Update the records below by changing every occurrence of "For practice" to "As an exercise". Keep everything else the same.

** start of DATASET EXCERPTS **

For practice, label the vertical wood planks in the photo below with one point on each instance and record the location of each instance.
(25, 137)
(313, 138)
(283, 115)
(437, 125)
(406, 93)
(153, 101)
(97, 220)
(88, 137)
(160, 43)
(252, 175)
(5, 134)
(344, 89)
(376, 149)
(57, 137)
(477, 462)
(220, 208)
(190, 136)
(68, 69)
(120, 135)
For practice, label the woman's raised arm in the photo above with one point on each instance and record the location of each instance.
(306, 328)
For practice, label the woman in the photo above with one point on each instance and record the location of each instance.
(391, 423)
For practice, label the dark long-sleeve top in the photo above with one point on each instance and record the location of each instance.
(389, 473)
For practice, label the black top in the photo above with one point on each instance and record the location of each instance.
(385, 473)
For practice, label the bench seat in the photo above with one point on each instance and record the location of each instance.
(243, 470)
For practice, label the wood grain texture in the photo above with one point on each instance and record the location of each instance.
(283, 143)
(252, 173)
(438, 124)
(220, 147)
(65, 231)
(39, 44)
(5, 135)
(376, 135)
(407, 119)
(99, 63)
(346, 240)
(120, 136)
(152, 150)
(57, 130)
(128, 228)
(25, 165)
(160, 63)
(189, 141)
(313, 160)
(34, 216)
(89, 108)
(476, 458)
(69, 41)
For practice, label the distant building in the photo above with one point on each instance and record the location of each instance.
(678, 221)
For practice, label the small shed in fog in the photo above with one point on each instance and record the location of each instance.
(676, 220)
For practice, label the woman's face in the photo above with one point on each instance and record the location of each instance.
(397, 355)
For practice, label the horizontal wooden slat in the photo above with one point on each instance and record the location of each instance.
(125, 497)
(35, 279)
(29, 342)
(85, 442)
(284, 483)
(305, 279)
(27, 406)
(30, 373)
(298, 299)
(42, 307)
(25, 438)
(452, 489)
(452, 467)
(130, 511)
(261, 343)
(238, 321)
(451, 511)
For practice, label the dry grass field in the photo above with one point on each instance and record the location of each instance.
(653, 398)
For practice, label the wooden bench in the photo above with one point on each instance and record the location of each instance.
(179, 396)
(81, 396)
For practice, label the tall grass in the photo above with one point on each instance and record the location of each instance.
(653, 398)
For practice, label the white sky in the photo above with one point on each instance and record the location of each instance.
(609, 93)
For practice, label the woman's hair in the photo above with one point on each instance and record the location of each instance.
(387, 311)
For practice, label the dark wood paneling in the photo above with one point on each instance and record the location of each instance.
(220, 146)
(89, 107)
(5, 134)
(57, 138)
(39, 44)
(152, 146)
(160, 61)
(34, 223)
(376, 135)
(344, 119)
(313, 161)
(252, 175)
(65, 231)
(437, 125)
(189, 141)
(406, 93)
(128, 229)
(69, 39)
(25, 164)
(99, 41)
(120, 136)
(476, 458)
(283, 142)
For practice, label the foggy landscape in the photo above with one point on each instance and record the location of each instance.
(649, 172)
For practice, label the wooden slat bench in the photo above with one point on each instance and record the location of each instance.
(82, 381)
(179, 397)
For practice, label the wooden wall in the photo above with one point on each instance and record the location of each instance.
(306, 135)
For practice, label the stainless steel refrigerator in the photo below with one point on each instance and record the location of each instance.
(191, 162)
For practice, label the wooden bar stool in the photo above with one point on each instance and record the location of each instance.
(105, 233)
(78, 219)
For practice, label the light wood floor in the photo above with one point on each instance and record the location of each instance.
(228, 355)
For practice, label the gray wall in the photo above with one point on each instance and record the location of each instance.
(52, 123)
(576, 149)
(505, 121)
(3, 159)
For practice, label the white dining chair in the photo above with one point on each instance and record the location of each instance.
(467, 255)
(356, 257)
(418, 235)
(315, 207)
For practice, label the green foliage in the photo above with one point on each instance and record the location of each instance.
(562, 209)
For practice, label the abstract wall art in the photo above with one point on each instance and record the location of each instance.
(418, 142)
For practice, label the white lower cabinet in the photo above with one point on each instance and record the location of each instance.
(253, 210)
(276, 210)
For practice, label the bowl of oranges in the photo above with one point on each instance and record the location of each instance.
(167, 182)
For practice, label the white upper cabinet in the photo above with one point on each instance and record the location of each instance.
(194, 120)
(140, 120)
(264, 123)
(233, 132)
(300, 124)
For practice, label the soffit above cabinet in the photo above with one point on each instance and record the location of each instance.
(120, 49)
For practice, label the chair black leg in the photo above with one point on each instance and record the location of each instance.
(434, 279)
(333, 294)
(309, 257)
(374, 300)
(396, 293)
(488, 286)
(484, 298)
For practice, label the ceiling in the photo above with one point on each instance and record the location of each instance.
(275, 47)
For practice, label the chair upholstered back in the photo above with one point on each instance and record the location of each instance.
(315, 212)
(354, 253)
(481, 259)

** end of DATASET EXCERPTS **

→ **EXERCISE OUTPUT**:
As an exercise, label the vertical wood planks in the photo below with one point on each instance and record the location of each instance.
(25, 137)
(313, 138)
(283, 115)
(437, 125)
(406, 93)
(153, 101)
(97, 220)
(88, 137)
(160, 43)
(252, 175)
(5, 134)
(344, 89)
(376, 149)
(57, 137)
(477, 462)
(220, 208)
(190, 136)
(68, 69)
(120, 135)
As an exercise, label the woman's raised arm in the photo above with one point on each instance and record the location of each instance.
(306, 328)
As an exercise, label the woman in the photo above with one point on each instance and record the location of each instance.
(391, 423)
As an exercise, label the dark long-sleeve top in the photo above with one point on each instance and record the location of each instance.
(389, 473)
As an exercise, label the black top in the photo above with one point on each instance and record the location of each instance.
(385, 473)
As an exercise, label the bench seat in the photo above with one point on each instance and record the location of each instance.
(243, 470)
As an exercise, label the wood grain texture in the photo above with one point on each instance and record the location of each instance.
(283, 143)
(252, 173)
(438, 124)
(220, 147)
(65, 231)
(39, 44)
(5, 135)
(376, 135)
(407, 119)
(99, 63)
(346, 240)
(120, 136)
(152, 150)
(57, 130)
(128, 228)
(25, 165)
(160, 63)
(189, 141)
(313, 160)
(34, 216)
(89, 108)
(476, 458)
(69, 41)
As an exercise, label the distant building in the photo above with one point on each instance and record the location of each instance.
(678, 221)
As an exercise, label the small shed in fog in the photo above with one point on each instance and record the location of each instance.
(676, 220)
As an exercise, label the woman's face in the photo above with one point on each instance and record the location of each instance.
(397, 355)
As an exercise, label the horizontal wooden slat in the photo above with one point on each instance and record the location of each instance.
(125, 497)
(35, 279)
(29, 342)
(85, 442)
(284, 483)
(305, 279)
(27, 406)
(30, 373)
(298, 299)
(42, 307)
(25, 438)
(452, 489)
(452, 467)
(130, 511)
(261, 343)
(238, 321)
(451, 511)
As an exercise, label the dry grass field in the photo above with one point on each instance and record the location of each instance.
(653, 398)
As an exercise, label the wooden bench in the photo above with one point on each instance and record the location of each instance.
(179, 396)
(81, 396)
As an exercise, label the tall grass in the photo above with one point on each instance and record the location of each instance.
(653, 398)
As an exercise, label the white sky in the photo above with one point on each instance and record the location of each instance.
(609, 93)
As an exercise, label the woman's hair in the photo above with one point on each instance and record the location of each instance.
(387, 311)
As an exercise, label the dark wood paneling in the photo above with one point on each instance and record the location of each instance.
(220, 146)
(89, 107)
(5, 134)
(57, 138)
(39, 44)
(152, 146)
(160, 61)
(34, 223)
(376, 135)
(344, 119)
(313, 161)
(252, 175)
(65, 231)
(437, 125)
(189, 141)
(406, 93)
(128, 229)
(69, 39)
(25, 164)
(99, 41)
(120, 136)
(476, 458)
(283, 142)
As an exercise, label the foggy landscape in the photo above with one point on each instance and record the location of each instance.
(649, 172)
As an exercise, label the wooden slat bench in the photo above with one point on each instance and record the location of each instance.
(82, 381)
(179, 397)
As an exercise, label the wooden wall in the photo above with one point on each instance and record the location of each instance.
(306, 135)
As an exercise, label the stainless steel refrigerator in the photo below with one point on each instance and record the location of each instance.
(191, 162)
As an exercise, label the wooden bar stool in the photo above with one point on each instance and record the location of each instance.
(105, 233)
(78, 219)
As an exercise, label the light wood floor in the photo above with one point on each instance and record the location of each instance.
(228, 355)
As an exercise, label the gray wall in the photo above with one point on each instance and record the location of each instance.
(52, 123)
(576, 149)
(505, 121)
(3, 159)
As an exercise, label the white dining chair in the photo above with one point on each instance and record the location of each instance.
(467, 255)
(356, 257)
(418, 235)
(315, 207)
As an exercise, label the green foliage in the photo above with one point on each instance and record the location of each instance.
(562, 209)
As an exercise, label the abstract wall art in the photo above with one point on each instance and record the location of each instance.
(418, 142)
As an exercise, label the white lower cabinet in the photo above with one point on each instance and record the location of each instance.
(253, 210)
(276, 210)
As an exercise, label the bowl of oranges in the photo above with one point on each instance and record the location of each instance.
(167, 182)
As an exercise, label the white upper cabinet in the photo above with one point on each instance and record the location of each instance.
(194, 120)
(140, 120)
(264, 123)
(233, 132)
(300, 124)
As an exercise, label the soffit above cabinet in the photo above with one point on each instance and record the location of each instance.
(120, 49)
As an exercise, label the chair black leg in the photo above with one point on each instance and record the location of each instance.
(434, 279)
(333, 294)
(309, 257)
(374, 300)
(396, 293)
(488, 286)
(484, 298)
As an exercise, label the ceiling in the photo above with one point on each instance and record the location of each instance.
(275, 47)
As an exercise, label the chair upholstered back in the photo above with one point on each instance and record the location of each instance.
(315, 212)
(354, 253)
(481, 259)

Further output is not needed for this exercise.